SHORT PROBLEM: Scale the rows below by reproducing every line, requests included, with each bounding-box coordinate in the answers multiplied by 0.9 and rounded to a whole number, halves rounding up. Leave the sample coordinates in the requests unchanged, and leave the pictures out of your reply.

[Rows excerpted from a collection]

[BEGIN]

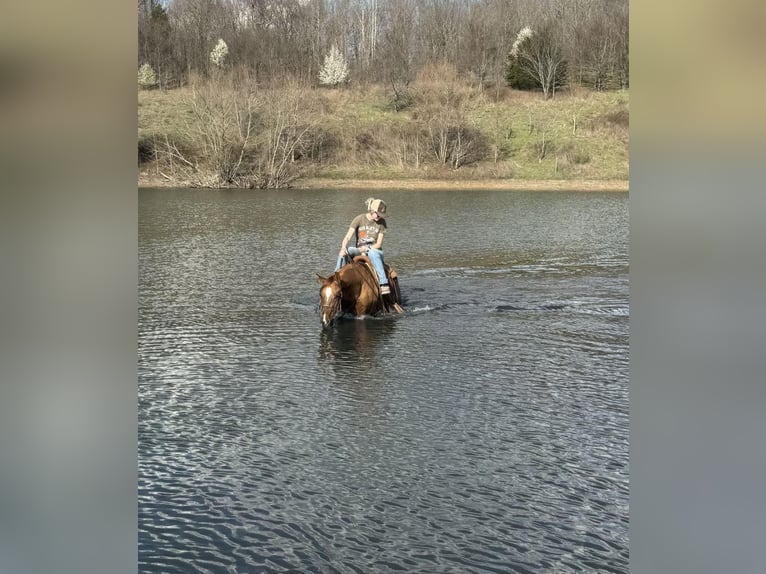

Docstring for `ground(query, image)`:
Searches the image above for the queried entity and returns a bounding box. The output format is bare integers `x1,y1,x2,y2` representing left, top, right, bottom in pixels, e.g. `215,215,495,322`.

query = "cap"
367,199,386,215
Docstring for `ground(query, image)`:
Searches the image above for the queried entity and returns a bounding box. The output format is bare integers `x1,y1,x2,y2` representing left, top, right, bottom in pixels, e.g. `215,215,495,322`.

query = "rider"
335,197,391,295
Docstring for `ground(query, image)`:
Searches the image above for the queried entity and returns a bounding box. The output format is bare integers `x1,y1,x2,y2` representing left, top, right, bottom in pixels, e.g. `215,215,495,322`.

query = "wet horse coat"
317,256,403,327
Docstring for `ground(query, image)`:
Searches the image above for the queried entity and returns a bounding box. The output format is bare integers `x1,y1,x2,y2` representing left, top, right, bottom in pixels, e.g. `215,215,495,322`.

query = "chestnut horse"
317,255,404,327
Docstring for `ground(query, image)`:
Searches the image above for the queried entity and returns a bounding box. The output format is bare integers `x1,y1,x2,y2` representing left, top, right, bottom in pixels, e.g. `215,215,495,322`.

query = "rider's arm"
340,227,356,257
370,233,384,249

[END]

TASK RESPONSE:
Docstring for `ground(query, image)`:
Searches the image above for the queried entity and returns a bounding box. The output format is bare integers `x1,y1,x2,y2` representing left, top, right, bottom in pixels, e.g. `215,215,495,322`.

query = "cap"
330,179,347,194
Docstring for `ground(query, image)`:
Searches the image above for the queried entity and returns a bounding box. The output format is bare integers `x1,y1,x2,y2` representing left, top, right, bottom in pixels, e.g. `215,215,495,322`.

query = "rider"
302,177,352,266
Docstring for `ground(query, image)`:
Searches the image above for the queried entity and returns a bounding box. The output format is bare integers `x1,y1,x2,y2` representing left, top, right, bottom in pixels, e.g. `215,215,495,322`.

query = "wet horse coat"
285,230,363,294
Docstring for `ground(query, image)`:
Searches the image above for the queried entity and returns a bounding box. The output format is bare integers `x1,y1,x2,y2` representing left, top, right, bottom in pixels, e.g. `215,215,495,322`.

query = "chestnut horse"
285,230,364,294
Docstring for `ground(query, image)`:
Searches the image above for the queried entity and returns a bounding box. The output format is bare integers `x1,y1,x2,y2` representing left, top, right, bottom in pixels, e.g. `215,215,495,322`.

query = "rider's arm"
306,204,320,231
333,210,346,224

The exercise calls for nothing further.